** START Excerpt **

Parisian faced Jamal Pogues on February 18, 2023, at UFC Fight Night 219. He lost the fight via unanimous decision.

Parisian was scheduled to face Walt Harris on July 15, 2023, at UFC on ESPN 49. However, the bout was scrapped by USADA due to a potential anti-doping policy violation by Harris.

Parisian faced Martin Buday on August 12, 2023, at UFC on ESPN: Luque vs. dos Anjos. He lost the fight via a kimura submission in round one.

Parisian faced Robelis Despaigne on March 9, 2024, at UFC 299. He lost the bout via knockout eighteen seconds into the first round.

Parisian was released from the UFC on March 21, 2024.

==Personal life==
Parisian and his fiancée have a daughter, Eva (born 2020).

==Championships and accomplishments==
===Mixed martial arts===
- Carlos Llinas International Productions
  - CLIP Heavyweight Championship (One time)

** END Excerpt **
** START Supplied data **

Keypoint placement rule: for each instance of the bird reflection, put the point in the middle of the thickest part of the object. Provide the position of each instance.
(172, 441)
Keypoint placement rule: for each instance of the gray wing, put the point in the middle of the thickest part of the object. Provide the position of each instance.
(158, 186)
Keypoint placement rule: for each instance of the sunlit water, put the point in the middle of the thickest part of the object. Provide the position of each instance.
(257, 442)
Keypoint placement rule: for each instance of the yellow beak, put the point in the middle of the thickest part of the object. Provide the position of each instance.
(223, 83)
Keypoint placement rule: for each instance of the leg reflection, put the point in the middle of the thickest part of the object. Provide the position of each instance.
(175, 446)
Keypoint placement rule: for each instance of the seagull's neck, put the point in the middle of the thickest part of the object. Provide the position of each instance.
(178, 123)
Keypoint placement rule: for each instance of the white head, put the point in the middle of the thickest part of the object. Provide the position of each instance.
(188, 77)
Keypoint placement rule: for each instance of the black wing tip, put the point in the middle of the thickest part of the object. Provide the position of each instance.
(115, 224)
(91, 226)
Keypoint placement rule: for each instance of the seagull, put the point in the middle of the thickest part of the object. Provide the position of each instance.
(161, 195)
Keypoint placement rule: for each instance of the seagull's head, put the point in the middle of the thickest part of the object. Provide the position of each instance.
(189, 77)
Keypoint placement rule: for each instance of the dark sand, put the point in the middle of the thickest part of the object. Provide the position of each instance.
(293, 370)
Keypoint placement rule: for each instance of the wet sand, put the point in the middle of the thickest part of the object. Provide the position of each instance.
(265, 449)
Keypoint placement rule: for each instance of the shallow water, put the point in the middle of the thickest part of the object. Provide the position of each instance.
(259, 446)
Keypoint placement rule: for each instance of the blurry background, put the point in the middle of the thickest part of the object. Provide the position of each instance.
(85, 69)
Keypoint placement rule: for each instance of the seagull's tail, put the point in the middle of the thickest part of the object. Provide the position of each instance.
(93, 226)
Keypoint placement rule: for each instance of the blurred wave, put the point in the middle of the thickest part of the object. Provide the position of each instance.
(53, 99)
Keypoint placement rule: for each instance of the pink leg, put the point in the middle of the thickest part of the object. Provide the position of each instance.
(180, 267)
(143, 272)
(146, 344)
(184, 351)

** END Supplied data **

● Set exercise:
Answer these from the excerpt about Parisian's fighting career:
(a) How did Parisian lose to Martin Buday?
(b) On what date was Parisian released from the UFC?
(c) What is the name of Parisian's daughter, and in what year was she born?
The records come from a different source than the text.

● Solution to the problem:
(a) By kimura submission in round one.
(b) March 21, 2024.
(c) Eva, born in 2020.